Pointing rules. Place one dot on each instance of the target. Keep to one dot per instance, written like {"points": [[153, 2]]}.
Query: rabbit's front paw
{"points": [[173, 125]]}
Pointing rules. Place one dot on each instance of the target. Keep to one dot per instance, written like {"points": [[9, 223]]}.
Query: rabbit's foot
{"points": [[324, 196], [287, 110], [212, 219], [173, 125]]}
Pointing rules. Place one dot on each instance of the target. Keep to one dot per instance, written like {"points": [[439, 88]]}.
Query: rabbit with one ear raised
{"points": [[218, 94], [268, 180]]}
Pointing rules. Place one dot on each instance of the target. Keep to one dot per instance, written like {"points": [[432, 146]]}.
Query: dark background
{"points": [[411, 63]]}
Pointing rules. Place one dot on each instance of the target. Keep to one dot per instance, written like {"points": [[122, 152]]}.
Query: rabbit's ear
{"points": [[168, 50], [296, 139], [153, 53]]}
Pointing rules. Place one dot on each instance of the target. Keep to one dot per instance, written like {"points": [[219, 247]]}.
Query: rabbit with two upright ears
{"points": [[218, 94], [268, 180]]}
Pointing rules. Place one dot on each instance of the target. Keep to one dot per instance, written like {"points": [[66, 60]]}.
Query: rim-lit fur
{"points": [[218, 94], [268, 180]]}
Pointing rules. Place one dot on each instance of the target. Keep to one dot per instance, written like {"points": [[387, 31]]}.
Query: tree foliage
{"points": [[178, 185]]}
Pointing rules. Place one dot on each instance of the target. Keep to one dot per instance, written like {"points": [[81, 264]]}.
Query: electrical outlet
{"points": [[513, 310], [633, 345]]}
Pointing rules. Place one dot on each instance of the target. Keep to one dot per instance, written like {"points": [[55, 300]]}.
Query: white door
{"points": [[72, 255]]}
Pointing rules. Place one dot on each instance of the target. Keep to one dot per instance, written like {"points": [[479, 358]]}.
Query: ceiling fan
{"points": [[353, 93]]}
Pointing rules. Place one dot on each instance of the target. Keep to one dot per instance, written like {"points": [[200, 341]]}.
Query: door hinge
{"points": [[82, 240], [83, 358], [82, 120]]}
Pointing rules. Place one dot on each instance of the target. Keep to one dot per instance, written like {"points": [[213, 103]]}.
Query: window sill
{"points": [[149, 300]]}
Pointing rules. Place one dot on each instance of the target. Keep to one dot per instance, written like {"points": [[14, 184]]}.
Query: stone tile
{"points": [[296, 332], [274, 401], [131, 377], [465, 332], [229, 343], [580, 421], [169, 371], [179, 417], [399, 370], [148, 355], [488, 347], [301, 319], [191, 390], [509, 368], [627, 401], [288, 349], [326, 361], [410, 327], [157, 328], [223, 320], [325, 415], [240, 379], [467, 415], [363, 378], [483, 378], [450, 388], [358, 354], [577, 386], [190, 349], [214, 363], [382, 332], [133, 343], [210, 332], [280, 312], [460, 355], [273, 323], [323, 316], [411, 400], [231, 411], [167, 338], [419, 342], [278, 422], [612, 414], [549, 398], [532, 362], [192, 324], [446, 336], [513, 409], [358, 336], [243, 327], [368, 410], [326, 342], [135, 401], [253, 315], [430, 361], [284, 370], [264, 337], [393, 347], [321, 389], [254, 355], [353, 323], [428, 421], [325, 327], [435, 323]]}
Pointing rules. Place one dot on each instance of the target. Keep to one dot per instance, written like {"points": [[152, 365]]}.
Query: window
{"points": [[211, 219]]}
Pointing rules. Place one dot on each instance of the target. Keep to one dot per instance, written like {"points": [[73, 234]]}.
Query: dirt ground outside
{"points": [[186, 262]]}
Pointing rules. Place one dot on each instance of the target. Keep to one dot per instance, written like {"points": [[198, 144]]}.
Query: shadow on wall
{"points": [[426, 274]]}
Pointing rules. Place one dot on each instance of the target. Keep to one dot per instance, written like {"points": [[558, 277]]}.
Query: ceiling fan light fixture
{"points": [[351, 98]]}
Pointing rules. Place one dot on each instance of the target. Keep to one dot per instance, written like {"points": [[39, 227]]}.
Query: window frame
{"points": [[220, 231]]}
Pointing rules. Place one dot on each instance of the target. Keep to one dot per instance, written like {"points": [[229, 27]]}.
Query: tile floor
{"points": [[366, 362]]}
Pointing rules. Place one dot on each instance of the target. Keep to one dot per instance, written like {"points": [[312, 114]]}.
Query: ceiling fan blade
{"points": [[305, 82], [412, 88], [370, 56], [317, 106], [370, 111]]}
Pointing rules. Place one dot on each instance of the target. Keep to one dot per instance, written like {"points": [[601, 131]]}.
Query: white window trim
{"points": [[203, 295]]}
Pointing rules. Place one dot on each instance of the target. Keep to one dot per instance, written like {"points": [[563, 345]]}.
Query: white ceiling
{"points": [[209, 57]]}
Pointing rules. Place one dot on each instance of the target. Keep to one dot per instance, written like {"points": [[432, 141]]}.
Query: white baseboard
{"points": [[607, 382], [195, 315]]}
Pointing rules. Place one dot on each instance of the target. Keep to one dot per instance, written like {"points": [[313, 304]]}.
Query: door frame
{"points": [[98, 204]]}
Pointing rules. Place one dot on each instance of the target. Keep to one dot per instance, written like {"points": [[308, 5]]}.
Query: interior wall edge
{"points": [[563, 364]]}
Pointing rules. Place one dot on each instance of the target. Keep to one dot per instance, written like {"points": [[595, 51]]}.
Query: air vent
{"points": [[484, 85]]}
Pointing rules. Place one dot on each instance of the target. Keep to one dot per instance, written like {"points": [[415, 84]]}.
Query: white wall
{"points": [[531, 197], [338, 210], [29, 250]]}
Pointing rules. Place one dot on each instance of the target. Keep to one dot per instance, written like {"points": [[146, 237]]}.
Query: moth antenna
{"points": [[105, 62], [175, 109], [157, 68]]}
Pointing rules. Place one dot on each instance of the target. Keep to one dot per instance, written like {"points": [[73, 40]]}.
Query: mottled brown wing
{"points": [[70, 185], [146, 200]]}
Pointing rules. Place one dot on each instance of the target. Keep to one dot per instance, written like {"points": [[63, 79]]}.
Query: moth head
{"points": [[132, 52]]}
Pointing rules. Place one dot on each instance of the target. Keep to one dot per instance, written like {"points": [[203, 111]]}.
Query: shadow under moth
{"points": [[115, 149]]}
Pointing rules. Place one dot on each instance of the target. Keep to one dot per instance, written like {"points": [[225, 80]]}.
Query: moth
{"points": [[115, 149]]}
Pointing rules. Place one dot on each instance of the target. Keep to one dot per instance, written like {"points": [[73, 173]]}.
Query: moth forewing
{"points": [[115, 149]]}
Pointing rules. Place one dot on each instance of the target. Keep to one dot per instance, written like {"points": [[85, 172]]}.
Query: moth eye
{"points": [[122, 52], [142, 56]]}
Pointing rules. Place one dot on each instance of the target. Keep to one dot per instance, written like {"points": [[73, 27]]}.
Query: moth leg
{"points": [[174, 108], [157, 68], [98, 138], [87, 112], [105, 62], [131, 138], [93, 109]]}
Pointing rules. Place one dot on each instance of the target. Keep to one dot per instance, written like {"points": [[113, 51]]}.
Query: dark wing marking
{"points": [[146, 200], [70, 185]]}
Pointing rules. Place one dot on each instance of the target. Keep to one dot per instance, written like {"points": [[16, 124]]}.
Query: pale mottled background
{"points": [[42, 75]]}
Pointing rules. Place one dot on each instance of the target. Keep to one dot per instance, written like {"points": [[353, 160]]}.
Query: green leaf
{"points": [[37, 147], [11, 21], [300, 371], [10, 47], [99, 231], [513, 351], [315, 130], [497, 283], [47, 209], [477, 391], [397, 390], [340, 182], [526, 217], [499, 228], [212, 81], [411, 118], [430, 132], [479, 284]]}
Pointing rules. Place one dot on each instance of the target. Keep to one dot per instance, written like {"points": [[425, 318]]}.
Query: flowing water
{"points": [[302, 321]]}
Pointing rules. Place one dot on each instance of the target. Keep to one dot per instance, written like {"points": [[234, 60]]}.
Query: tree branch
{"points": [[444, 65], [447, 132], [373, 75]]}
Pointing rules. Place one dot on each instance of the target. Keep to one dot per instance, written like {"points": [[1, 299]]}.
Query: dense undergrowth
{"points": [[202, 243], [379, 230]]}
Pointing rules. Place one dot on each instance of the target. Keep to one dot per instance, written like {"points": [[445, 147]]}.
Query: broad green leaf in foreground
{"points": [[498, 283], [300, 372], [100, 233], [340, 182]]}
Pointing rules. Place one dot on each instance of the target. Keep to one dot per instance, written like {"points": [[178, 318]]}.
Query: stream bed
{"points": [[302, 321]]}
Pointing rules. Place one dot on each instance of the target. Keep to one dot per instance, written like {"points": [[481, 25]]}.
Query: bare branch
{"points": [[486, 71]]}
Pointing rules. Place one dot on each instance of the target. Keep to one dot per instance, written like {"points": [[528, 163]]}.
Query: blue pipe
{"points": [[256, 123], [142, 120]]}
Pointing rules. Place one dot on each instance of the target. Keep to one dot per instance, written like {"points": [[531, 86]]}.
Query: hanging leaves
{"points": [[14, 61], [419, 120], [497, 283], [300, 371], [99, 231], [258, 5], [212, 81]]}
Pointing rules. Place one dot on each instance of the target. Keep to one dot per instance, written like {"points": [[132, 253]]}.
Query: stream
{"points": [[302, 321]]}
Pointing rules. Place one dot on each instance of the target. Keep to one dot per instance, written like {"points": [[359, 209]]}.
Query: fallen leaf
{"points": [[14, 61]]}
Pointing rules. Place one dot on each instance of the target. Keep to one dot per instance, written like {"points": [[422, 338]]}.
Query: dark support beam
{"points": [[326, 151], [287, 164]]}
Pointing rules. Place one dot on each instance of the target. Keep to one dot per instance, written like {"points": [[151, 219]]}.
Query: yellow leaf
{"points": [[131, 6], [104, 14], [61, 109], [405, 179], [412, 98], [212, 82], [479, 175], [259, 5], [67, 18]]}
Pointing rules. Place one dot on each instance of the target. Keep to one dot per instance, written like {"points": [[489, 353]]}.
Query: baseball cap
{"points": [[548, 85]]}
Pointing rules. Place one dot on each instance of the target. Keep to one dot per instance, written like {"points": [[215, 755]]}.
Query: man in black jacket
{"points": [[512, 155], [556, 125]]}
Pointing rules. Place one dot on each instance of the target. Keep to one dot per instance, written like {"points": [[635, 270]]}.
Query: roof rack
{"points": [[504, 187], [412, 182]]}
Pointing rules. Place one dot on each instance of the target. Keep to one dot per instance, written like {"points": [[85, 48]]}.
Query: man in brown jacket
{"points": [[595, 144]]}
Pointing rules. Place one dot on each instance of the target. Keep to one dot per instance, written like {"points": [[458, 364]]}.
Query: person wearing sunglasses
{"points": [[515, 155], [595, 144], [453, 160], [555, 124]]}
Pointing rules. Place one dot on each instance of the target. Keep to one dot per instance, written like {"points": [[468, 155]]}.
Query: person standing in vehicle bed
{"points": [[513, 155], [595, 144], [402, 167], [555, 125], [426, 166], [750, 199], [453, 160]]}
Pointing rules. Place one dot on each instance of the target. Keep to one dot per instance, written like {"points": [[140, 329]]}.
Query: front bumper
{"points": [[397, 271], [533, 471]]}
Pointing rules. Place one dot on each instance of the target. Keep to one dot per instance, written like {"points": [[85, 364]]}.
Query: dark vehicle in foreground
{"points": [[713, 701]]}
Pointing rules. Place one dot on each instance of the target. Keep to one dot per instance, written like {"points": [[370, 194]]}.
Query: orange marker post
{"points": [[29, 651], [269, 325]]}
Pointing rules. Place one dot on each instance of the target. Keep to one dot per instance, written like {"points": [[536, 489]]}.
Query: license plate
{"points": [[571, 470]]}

========

When you reach the line that holds "Query: dark support beam", please copy it and every line after it through the end of the listing, exactly and with no other lines.

Query: dark support beam
{"points": [[326, 151], [287, 164]]}
Pointing rules. Place one dot on each instance of the target. Keep to one dot per instance, written like {"points": [[151, 219]]}.
Query: yellow leaf
{"points": [[131, 6], [104, 14], [61, 109], [405, 179], [412, 98], [212, 82], [479, 175], [259, 5], [67, 18]]}
Pointing rules. Place one dot on each instance of the target. Keep to one dot per instance, written like {"points": [[489, 353]]}.
Query: baseball cap
{"points": [[548, 85]]}
Pointing rules. Place one dot on each instance of the target. Keep to one dot per instance, written like {"points": [[215, 755]]}.
Query: man in black jacket
{"points": [[512, 155], [556, 125]]}
Pointing rules. Place one dot on each instance of the target. Keep to one dot per instance, written like {"points": [[635, 270]]}.
Query: roof rack
{"points": [[504, 187], [412, 182]]}
Pointing rules. Place one dot on each instance of the target. Keep to one dot per instance, written like {"points": [[85, 48]]}.
Query: man in brown jacket
{"points": [[595, 144]]}
Pointing rules. Place one dot on each instance of the target. Keep to one dot per instance, written like {"points": [[458, 364]]}.
Query: person wearing sunglasses
{"points": [[515, 155], [595, 144], [453, 160], [555, 124]]}
Pointing rules. Place one dot on each instance of the target. Keep to one dot per instance, written like {"points": [[468, 155]]}.
Query: person standing in vehicle bed
{"points": [[513, 155], [595, 144], [402, 167], [555, 125], [426, 166], [750, 199], [453, 160]]}
Pointing rules. Place one dot on each instance of the target. Keep to one dot per instance, written like {"points": [[140, 329]]}.
Query: front bumper
{"points": [[397, 271], [533, 471]]}
Pointing rules. Place one dot on each instance of the target. Keep to one dot per instance, written like {"points": [[85, 364]]}.
Query: dark vehicle in foreground
{"points": [[713, 701]]}
Pointing rules. Place one dot on each instance of the target. Keep to one dot per instance, written like {"points": [[370, 194]]}.
Query: orange marker post
{"points": [[29, 651], [269, 325]]}
Pointing rules. Place one dot on each instance of the target. Keep to one dot per instance, written like {"points": [[536, 489]]}.
Query: license plate
{"points": [[571, 470]]}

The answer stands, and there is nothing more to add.